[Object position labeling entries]
============

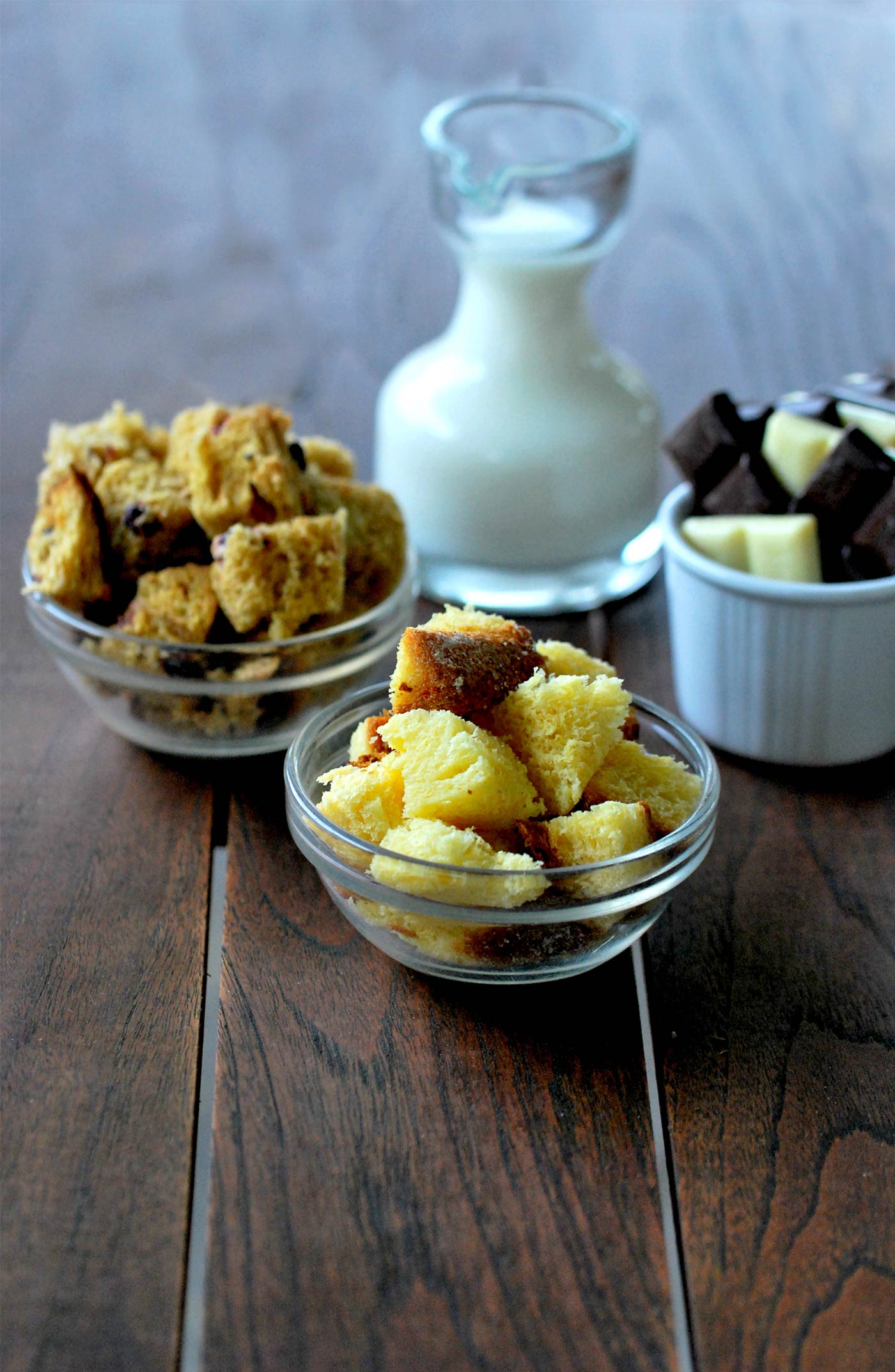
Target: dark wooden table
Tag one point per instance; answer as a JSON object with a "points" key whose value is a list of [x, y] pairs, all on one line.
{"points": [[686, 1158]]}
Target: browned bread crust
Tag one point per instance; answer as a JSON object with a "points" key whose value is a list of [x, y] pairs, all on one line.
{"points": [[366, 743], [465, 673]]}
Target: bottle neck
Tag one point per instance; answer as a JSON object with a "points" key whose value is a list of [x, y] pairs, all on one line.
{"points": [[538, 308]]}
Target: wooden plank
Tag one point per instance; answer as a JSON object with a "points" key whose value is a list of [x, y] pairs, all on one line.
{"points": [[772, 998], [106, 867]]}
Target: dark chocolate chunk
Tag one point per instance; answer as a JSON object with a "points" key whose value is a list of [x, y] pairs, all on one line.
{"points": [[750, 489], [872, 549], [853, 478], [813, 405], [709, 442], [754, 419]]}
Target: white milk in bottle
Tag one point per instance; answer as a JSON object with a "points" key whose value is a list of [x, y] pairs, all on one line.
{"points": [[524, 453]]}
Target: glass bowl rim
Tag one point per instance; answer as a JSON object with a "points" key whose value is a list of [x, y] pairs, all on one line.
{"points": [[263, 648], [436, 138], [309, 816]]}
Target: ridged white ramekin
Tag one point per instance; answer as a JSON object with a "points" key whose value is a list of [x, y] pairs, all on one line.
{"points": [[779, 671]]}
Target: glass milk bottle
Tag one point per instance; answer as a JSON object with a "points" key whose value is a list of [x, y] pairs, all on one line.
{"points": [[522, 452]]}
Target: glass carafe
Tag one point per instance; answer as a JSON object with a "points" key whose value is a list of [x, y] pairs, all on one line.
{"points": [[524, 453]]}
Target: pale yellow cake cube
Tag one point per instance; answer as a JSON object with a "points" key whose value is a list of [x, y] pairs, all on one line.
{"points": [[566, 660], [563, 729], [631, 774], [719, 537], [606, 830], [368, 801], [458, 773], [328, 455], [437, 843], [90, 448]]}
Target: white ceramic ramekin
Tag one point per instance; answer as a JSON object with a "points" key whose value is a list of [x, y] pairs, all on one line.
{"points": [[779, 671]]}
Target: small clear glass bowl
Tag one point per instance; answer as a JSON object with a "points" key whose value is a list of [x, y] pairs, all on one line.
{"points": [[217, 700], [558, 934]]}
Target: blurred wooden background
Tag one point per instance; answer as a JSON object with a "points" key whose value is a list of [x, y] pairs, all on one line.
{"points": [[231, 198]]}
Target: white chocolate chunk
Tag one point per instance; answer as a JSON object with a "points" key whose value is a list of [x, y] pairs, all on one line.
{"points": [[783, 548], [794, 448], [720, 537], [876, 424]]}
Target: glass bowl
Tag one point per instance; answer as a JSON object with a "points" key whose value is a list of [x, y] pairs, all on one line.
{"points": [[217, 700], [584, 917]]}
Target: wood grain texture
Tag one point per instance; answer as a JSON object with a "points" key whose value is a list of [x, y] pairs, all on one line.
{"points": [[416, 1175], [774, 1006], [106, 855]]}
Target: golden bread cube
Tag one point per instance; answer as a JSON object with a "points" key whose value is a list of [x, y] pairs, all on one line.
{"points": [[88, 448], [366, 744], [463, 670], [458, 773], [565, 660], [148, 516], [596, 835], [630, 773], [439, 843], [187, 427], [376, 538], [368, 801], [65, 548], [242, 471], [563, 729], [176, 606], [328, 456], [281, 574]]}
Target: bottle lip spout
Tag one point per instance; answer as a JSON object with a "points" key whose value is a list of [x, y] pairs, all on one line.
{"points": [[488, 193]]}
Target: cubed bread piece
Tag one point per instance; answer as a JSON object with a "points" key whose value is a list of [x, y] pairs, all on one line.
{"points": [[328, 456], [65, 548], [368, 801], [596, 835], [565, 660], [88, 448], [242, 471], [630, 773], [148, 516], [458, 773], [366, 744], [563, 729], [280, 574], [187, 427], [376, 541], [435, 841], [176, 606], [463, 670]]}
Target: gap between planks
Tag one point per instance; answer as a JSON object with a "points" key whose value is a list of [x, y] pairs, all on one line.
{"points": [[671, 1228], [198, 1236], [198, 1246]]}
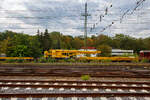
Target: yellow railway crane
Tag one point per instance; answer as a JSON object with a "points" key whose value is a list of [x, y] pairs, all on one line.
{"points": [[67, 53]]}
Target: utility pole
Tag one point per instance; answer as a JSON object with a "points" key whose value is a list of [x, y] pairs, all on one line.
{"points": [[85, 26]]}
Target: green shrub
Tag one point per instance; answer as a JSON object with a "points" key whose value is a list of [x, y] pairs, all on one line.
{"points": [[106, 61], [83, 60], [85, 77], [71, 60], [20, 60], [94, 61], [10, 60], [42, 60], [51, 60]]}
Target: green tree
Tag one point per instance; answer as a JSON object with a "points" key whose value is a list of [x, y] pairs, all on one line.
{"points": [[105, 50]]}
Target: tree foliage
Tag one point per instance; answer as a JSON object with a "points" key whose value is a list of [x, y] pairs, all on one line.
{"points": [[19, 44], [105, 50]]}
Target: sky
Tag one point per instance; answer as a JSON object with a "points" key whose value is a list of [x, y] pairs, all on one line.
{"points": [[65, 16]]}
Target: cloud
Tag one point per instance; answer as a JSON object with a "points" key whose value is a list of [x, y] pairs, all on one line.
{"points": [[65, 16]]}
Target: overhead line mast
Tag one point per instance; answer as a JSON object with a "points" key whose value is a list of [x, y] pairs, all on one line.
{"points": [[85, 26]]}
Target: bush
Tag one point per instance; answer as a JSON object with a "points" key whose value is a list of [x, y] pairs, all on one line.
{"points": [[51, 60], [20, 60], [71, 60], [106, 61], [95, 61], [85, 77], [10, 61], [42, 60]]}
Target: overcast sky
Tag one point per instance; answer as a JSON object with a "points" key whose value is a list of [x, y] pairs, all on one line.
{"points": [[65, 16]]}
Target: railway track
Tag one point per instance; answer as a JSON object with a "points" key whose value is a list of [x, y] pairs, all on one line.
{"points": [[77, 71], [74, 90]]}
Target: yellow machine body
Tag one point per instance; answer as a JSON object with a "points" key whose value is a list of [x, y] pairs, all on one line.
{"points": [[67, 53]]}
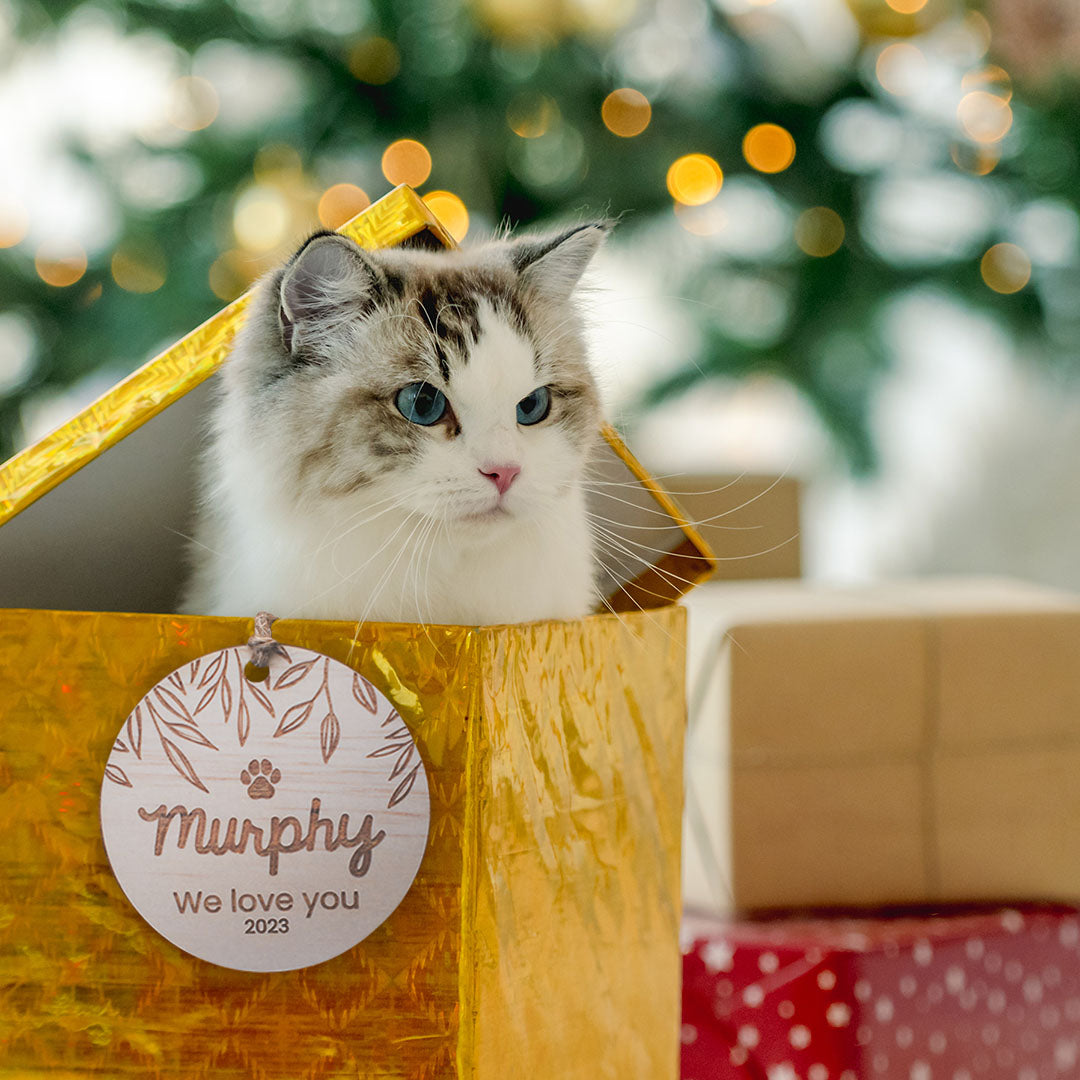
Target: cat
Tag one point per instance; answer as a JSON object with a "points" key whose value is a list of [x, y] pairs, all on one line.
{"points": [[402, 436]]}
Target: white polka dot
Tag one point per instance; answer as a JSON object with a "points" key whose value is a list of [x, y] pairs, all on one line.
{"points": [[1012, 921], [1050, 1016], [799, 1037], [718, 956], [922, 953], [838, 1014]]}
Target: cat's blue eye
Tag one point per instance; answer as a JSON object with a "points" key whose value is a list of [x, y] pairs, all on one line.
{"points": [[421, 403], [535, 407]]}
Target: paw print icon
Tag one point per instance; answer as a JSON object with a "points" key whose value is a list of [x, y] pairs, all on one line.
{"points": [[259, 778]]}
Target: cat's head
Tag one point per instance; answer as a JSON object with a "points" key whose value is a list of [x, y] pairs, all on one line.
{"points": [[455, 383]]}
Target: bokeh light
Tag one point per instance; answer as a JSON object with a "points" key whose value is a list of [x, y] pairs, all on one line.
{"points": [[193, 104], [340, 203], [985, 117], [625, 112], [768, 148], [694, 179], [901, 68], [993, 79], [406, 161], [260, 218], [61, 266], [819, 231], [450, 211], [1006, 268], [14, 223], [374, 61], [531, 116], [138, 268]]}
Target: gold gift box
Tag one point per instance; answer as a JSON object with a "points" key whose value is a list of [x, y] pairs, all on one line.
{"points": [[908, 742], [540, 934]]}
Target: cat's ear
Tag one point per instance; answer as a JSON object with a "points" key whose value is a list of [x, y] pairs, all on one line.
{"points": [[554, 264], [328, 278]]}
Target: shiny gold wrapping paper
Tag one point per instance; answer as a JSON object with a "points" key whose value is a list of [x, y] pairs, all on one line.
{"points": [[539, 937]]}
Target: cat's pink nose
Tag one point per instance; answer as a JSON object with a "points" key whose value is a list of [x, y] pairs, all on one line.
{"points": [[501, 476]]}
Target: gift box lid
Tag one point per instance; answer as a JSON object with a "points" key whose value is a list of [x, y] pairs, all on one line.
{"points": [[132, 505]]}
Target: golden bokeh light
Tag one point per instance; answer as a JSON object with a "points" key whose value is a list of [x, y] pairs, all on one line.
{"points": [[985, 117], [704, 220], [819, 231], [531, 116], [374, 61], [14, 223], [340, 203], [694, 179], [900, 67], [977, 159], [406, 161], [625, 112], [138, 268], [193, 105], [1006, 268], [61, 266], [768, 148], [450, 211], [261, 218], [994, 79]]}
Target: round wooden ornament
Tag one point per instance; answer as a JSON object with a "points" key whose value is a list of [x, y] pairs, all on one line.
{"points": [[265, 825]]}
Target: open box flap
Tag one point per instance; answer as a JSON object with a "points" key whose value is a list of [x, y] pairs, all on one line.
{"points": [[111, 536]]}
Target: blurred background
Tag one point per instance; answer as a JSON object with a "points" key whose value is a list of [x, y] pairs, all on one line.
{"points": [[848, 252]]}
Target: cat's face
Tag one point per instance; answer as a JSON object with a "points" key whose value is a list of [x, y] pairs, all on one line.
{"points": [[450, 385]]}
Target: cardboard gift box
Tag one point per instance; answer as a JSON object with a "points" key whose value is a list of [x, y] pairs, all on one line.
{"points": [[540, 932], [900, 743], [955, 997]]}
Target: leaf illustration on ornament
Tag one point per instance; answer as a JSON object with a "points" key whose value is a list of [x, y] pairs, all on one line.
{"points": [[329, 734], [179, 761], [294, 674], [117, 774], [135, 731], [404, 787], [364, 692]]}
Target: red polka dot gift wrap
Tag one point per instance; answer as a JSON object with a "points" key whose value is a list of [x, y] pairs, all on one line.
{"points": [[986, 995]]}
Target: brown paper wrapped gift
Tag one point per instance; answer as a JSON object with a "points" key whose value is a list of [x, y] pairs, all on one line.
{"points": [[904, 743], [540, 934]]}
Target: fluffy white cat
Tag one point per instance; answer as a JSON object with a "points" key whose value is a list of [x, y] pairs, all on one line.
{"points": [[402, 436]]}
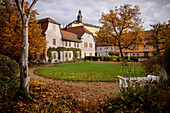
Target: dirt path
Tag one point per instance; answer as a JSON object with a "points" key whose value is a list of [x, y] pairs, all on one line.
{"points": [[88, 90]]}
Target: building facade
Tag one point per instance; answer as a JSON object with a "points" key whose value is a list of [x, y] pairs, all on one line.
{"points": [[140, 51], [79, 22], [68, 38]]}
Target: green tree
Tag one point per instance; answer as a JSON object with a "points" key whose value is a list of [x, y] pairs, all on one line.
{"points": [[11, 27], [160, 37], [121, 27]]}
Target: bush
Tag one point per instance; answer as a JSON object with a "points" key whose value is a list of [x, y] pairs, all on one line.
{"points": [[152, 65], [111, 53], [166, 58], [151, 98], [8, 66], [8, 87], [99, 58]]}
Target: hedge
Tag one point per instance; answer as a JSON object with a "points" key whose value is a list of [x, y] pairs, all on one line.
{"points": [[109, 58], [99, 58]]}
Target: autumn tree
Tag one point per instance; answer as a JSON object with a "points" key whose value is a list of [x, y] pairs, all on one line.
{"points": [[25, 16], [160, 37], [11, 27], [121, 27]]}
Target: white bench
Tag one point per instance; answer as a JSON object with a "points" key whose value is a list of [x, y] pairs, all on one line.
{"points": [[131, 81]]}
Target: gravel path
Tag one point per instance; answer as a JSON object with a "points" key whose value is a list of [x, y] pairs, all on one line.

============

(Requirement):
Could you give again exactly the lines from the line containing "Target: hedge" through the final line of the data above, and no others?

(Exercise response):
Target: hedge
Tag one point per instance; answer as a JSON object with a "points" key whose value is a list of [x, y] pairs, all on one line.
{"points": [[109, 58], [99, 58]]}
Target: autumn tree
Tag one point per instance; answer as a JSON object with a "points" key whose value is a list of [x, y] pairs, all on one line.
{"points": [[25, 16], [160, 37], [11, 27], [121, 27]]}
Target: white bench
Tag one point per instance; answer as a JSON object with a "points" key whose value is a list of [x, y] pairs, all on one line.
{"points": [[131, 81]]}
Target: gravel path
Tag one point per instance; answer as a JSON object with a "points" key whose value is a list of [x, y] pairs, all on one line.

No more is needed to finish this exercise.